MLA, 16th Legislative Assembly
- In office Mar 2012 – Mar 2017
- Succeeded by: Sanjay Singh Gangwar
- Constituency: Pilibhit

MLA, 15th Legislative Assembly
- In office May 2007 – Mar 2012
- Preceded by: Himself
- Succeeded by: Himself
- Constituency: Pilibhit

MLA, 14th Legislative Assembly
- In office Feb 2002 – May 2007
- Preceded by: Raj Rai Singh
- Succeeded by: Himself
- Constituency: Pilibhit

MLA, 10th Legislative Assembly
- In office Dec 1990 – Apr 1991
- Preceded by: Seyed Ali Ashrafi
- Succeeded by: B. K. Gupta
- Constituency: Pilibhit

MLA, 08th Legislative Assembly
- In office Jun 1980 – Mar 1985
- Preceded by: Jitendra Kumar Agarwal
- Succeeded by: Muid Ahmad
- Constituency: Sultanpur

Personal details
- Born: 3 November 1958 Pilibhit district, Uttar Pradesh, India
- Died: 29 April 2021 (aged 62)

[Items from a data source]

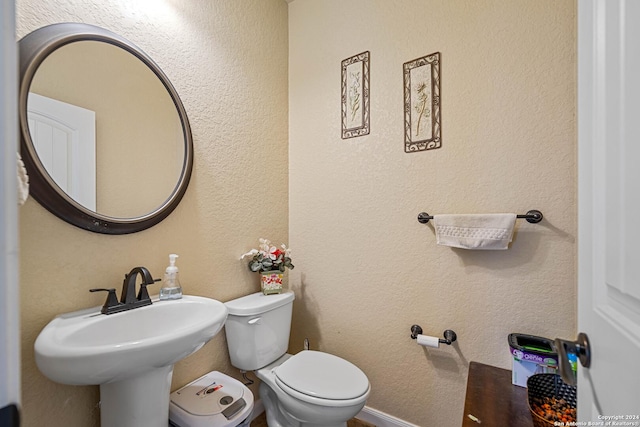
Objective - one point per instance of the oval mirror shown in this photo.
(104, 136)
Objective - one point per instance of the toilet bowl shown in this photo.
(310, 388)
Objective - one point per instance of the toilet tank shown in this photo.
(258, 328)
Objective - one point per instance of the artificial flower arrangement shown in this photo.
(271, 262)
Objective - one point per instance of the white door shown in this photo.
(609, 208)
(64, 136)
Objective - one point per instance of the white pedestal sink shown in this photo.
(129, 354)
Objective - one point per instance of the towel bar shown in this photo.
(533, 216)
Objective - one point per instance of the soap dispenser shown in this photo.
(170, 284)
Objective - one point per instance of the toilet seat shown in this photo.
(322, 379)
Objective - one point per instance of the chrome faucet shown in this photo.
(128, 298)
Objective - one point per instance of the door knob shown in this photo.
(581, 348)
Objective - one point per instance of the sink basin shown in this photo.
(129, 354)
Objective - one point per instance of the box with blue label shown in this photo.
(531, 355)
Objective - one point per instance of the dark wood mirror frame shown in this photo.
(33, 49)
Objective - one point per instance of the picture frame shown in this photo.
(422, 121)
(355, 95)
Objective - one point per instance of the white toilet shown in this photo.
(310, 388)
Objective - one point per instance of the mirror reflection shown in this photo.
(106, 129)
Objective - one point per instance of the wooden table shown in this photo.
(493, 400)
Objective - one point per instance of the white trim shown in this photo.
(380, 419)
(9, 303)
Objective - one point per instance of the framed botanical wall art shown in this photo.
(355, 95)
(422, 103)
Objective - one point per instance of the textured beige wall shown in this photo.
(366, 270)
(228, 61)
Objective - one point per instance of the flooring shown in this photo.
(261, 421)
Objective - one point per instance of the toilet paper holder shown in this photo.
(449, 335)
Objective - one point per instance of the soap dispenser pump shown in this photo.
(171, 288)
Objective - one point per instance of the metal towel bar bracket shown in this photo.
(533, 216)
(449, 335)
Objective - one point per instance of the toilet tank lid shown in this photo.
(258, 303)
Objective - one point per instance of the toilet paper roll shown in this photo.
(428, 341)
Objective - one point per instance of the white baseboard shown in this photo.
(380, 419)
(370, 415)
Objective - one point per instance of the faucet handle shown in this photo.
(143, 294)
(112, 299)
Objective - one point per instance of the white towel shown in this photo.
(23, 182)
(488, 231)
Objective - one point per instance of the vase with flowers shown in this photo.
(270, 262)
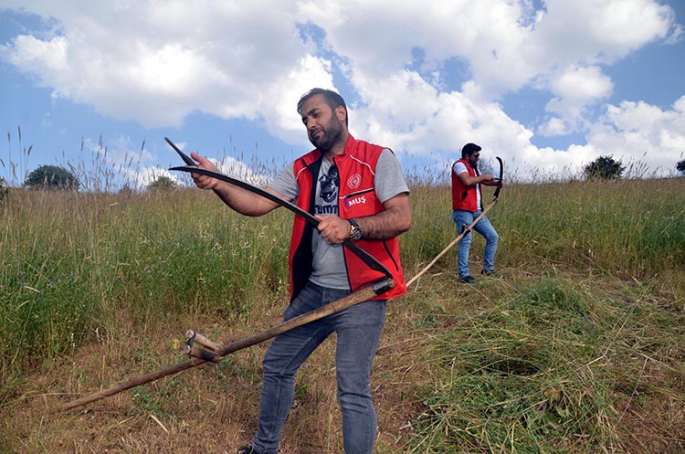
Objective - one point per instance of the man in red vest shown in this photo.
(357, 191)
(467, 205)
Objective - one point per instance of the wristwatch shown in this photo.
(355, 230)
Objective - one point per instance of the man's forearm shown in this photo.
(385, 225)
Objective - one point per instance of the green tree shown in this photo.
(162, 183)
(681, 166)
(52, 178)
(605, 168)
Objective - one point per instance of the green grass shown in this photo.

==

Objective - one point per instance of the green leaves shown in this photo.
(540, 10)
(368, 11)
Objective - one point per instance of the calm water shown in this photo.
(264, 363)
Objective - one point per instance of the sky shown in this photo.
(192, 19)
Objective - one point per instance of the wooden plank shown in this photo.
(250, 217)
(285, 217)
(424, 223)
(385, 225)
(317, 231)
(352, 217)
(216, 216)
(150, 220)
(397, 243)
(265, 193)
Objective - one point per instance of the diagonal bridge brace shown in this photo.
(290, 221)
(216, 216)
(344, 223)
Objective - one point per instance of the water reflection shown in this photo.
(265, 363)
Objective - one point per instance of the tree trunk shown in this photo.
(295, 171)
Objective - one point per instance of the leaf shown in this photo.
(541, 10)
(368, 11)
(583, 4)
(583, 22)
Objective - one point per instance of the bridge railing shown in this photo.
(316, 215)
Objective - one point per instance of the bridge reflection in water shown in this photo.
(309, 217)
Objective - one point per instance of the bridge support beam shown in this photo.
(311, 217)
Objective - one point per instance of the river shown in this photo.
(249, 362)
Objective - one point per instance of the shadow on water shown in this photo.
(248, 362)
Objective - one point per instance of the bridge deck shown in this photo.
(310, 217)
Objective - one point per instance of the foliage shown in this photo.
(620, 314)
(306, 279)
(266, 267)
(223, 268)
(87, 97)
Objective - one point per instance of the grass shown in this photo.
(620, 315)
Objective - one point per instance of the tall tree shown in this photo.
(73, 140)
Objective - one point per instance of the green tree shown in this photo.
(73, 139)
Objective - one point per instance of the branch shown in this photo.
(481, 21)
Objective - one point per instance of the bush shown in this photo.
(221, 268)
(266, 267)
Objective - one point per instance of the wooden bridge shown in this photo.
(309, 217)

• [Task requirements]:
1. Please rewrite the part of the Pilibhit legislator's office record starting at "MLA, 08th Legislative" and ending at "2021 (aged 62)", changing "Sultanpur" to "Bareilly".
2. Write what comes next in the Pilibhit legislator's office record, picking up after its final line.
None of this involves the data.

• [Results in order]:
1.
MLA, 08th Legislative Assembly
- In office Jun 1980 – Mar 1985
- Preceded by: Jitendra Kumar Agarwal
- Succeeded by: Muid Ahmad
- Constituency: Bareilly

Personal details
- Born: 3 November 1958 Pilibhit district, Uttar Pradesh, India
- Died: 29 April 2021 (aged 62)

2.
- Party: Samajwadi Party
- Spouse: Amna Begum
- Children: 4
- Education: Kumaun University & University of Allahabad
- Profession: Politician, farmer and businessperson

= Riyaz Ahmad =

Indian politician (1958–2021)

Riyaz Ahmad (3 November 1958 – 29 April 2021) was an Indian politician and a member of the Sixteenth Legislative Assembly of Uttar Pradesh in India. He represented the Pilibhit constituency of Uttar Pradesh and was a member of the Samajwadi Party political party.

==Early life and education==
Riyaz Ahmad was born in the Pilibhit district. He attended the Kumaun University & University of Allahabad and attained MA & M.Com degrees.

==Political career==
Riyaz Ahmad was a MLA for five terms. He represented the Pilibhit constituency and was a member of the Samajwadi Party political party.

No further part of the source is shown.